== 課題文 ==
「the human hand」を含む行から項目の最後までをもう一度書き、「castle tower」を「church tower」に変えること。それ以外は一切変えない。

[点アノテーションセットの項目]
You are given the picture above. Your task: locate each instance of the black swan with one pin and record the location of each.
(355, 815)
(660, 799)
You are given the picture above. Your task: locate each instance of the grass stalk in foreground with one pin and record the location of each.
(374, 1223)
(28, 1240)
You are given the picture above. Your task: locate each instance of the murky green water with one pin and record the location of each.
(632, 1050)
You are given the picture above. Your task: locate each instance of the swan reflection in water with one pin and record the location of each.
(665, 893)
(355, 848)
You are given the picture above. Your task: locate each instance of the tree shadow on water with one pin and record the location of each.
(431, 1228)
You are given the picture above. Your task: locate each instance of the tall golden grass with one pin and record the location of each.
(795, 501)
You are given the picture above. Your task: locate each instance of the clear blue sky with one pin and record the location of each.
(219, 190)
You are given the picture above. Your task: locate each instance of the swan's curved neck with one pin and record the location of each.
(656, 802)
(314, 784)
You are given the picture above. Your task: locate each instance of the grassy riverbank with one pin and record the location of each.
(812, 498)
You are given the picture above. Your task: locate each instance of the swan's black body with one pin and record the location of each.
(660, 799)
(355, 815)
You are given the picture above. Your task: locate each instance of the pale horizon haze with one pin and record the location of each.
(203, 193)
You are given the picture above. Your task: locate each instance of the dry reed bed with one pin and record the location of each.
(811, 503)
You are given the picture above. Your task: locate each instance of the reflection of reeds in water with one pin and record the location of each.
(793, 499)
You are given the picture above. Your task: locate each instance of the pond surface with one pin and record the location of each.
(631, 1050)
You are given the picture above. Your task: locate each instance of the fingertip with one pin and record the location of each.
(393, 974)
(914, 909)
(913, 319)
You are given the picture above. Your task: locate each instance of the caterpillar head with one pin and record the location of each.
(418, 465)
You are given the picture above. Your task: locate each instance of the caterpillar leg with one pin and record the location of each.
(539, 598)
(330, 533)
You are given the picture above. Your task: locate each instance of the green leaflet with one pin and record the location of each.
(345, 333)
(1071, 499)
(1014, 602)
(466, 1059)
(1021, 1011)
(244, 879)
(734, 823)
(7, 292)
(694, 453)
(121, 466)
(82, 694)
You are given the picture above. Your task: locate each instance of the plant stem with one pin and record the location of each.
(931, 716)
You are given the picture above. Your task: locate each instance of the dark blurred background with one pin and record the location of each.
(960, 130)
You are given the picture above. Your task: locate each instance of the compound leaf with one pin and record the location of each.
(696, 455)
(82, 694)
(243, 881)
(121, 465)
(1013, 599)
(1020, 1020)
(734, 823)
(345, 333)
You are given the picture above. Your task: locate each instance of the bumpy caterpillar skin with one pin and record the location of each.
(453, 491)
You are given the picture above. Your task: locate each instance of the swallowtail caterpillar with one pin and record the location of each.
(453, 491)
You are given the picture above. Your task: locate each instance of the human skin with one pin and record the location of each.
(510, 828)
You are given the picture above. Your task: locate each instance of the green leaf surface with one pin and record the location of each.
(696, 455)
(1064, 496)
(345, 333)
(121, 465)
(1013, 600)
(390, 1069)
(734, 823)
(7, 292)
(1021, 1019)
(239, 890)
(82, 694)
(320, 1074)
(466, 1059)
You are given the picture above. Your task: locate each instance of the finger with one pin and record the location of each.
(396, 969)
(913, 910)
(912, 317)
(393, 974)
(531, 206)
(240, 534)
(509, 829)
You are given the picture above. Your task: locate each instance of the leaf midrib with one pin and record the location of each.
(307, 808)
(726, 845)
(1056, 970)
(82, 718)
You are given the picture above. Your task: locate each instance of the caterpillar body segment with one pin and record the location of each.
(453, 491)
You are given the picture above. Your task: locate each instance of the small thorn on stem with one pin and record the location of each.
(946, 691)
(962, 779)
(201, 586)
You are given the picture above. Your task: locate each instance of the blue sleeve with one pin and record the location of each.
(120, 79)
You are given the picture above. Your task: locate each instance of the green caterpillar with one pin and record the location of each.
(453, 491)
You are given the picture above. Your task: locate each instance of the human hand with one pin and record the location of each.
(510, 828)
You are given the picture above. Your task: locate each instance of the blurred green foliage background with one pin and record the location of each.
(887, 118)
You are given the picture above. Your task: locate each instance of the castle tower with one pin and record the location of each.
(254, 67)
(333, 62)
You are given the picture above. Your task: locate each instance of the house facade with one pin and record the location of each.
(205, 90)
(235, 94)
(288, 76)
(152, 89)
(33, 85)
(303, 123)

== 課題の解答 ==
You are given the picture above. Your task: locate each instance of the human hand with one pin and record the location of each.
(510, 828)
You are given the picture above. Your task: locate each instance of the blurred green foliage background with one pin and record the location of each.
(887, 118)
You are given the picture above. Your task: locate each instance of the church tower with one pin and record the location of each.
(254, 67)
(333, 62)
You are given the picture above. Your task: locate each instance of the house facade with one pin and record the location of each.
(205, 90)
(235, 94)
(288, 76)
(152, 89)
(33, 85)
(303, 123)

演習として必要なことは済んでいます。